<<<<

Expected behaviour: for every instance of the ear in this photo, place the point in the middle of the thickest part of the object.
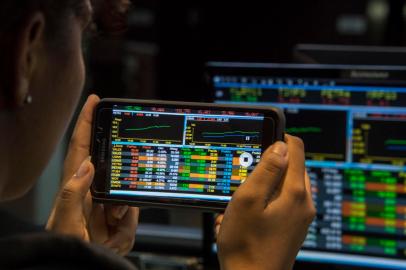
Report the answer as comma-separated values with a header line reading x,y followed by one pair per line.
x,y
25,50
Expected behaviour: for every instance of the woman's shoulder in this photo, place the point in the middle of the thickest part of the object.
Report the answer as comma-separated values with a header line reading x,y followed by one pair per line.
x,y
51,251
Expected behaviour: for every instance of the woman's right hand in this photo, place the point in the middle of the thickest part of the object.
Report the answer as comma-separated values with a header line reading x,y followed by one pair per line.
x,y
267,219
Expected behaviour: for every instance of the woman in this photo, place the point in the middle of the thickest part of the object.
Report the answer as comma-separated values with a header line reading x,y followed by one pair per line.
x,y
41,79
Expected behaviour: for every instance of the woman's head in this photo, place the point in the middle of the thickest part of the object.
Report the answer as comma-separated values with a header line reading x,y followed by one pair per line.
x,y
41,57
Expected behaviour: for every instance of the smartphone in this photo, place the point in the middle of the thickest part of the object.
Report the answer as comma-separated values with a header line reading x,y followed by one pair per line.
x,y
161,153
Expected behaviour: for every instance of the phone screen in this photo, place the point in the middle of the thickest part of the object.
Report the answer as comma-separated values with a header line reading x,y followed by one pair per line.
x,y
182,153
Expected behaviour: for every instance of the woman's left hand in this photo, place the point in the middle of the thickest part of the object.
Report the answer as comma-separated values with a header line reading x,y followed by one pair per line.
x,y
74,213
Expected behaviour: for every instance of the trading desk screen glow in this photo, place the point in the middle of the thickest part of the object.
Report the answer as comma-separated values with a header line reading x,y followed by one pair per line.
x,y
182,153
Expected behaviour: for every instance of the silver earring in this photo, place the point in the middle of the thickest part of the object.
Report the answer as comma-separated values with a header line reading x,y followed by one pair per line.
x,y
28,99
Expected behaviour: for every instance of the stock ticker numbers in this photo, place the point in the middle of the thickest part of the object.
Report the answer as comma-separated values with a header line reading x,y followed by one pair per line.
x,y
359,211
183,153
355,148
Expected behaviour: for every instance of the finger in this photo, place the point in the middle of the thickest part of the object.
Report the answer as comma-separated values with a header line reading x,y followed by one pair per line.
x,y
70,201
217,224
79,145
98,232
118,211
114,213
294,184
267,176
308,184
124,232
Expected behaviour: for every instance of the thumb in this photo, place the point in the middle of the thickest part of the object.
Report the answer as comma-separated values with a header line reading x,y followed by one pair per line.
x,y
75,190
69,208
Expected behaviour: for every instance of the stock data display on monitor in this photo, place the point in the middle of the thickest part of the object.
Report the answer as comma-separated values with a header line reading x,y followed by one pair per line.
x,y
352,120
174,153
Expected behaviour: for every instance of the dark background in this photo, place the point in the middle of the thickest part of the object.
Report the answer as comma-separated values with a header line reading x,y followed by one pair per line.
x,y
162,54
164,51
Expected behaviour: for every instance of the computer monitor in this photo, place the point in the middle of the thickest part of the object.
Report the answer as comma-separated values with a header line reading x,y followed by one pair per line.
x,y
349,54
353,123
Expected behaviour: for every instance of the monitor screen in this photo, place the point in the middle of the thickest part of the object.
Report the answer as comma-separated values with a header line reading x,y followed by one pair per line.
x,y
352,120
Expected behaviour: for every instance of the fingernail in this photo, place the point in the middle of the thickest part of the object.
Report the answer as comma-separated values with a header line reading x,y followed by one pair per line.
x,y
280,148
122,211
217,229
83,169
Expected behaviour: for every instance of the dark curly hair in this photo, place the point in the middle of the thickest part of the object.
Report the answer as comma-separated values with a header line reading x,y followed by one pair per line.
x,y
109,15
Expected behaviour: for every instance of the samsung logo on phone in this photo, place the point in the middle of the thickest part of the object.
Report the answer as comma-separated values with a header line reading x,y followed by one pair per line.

>>>>
<<<<

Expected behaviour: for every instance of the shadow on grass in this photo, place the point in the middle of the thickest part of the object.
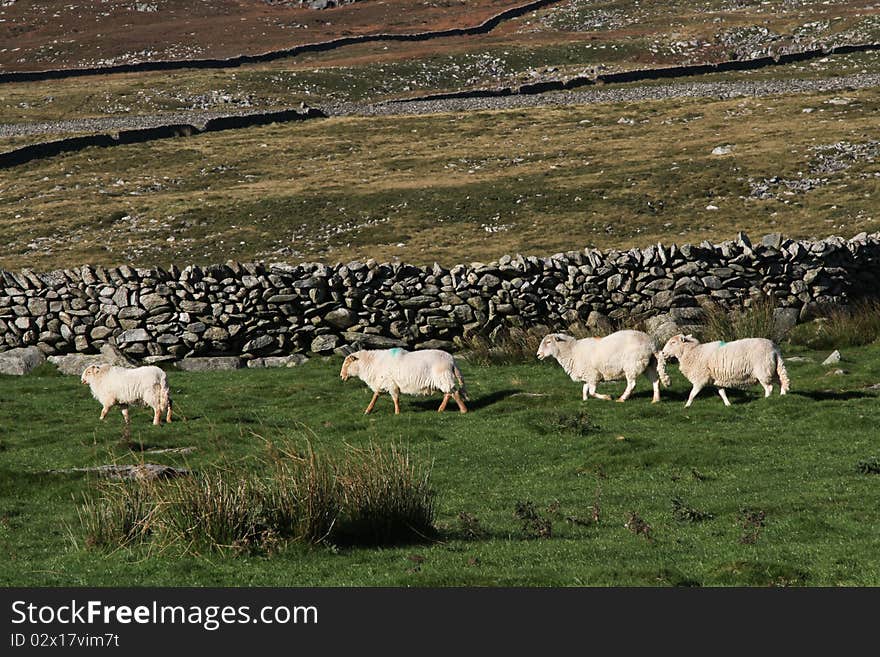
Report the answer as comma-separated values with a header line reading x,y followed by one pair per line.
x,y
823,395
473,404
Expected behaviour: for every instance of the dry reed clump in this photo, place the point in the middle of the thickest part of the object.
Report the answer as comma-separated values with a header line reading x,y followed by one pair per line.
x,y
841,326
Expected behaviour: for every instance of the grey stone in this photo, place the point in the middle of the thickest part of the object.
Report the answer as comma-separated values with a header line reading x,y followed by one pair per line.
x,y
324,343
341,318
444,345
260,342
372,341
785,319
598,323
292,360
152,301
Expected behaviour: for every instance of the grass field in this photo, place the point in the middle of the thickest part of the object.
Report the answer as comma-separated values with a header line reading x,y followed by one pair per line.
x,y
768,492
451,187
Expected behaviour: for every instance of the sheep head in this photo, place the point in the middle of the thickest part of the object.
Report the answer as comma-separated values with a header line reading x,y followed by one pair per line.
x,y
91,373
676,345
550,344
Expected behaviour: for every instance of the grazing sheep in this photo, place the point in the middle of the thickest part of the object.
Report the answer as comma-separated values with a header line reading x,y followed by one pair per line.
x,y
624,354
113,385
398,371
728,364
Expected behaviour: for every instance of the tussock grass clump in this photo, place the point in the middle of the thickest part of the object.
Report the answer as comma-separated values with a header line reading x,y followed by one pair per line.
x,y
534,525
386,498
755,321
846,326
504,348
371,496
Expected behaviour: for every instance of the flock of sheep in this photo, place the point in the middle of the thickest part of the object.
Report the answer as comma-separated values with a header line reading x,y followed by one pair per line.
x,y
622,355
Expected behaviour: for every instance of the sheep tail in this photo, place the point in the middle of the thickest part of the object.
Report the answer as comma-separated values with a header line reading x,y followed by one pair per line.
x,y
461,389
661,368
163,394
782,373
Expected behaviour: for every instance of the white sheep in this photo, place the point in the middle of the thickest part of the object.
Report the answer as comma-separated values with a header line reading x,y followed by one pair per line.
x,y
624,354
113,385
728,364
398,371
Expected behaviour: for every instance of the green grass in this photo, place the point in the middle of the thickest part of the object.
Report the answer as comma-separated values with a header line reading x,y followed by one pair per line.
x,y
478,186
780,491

>>>>

▶ **TASK GOAL**
The material above holds pictures; leave them out. Repeat exactly the lines from the one containing "Expected behaviour: for every instance of the ear" through the one containing "Expected behaviour: for every instance of the phone", and nothing else.

▶ **RESULT OF THIS EXERCISE**
Expected behaviour: for every instance of the ear in this photo, place the point in the middle of the thickest part of the object.
Report the answer as comma-separated values with a header line reading x,y followed by one pair per line.
x,y
25,50
Expected behaviour: for every instance of the woman's shoulder in this photo, place the point in the middle of the thickest part of the object.
Report the answer as comma-separated values with a header line reading x,y followed by one pair per line.
x,y
51,251
Expected behaviour: for every instance of the woman's right hand in this photo, place the point in the middle of the thickest part of the object.
Report the answer as comma-separated values with a header line reading x,y followed by one pair per line.
x,y
267,219
Expected behaviour: for every instance of the woman in this photo, place the point in the middle of the thickest part of the object.
Report the answer as comma-separated values with a header line reading x,y followed by one pair per line.
x,y
41,79
Expected behaviour: for every instance of the woman's head in this photo, place the point in the middle of the thickest part of the object.
Report the answer as comma-separated values with a header line reading x,y followed by one pair per line.
x,y
41,57
Expected behaviour: for every instance of the smartphone in this photo, place the point in the middle of the thickest part of the object.
Report the answer as comma-separated values with a header line reading x,y followed by one pair per line.
x,y
161,153
Expected behaviour: for every instance of the phone screen in this photo, place the point in the middle of the thickest part of the object.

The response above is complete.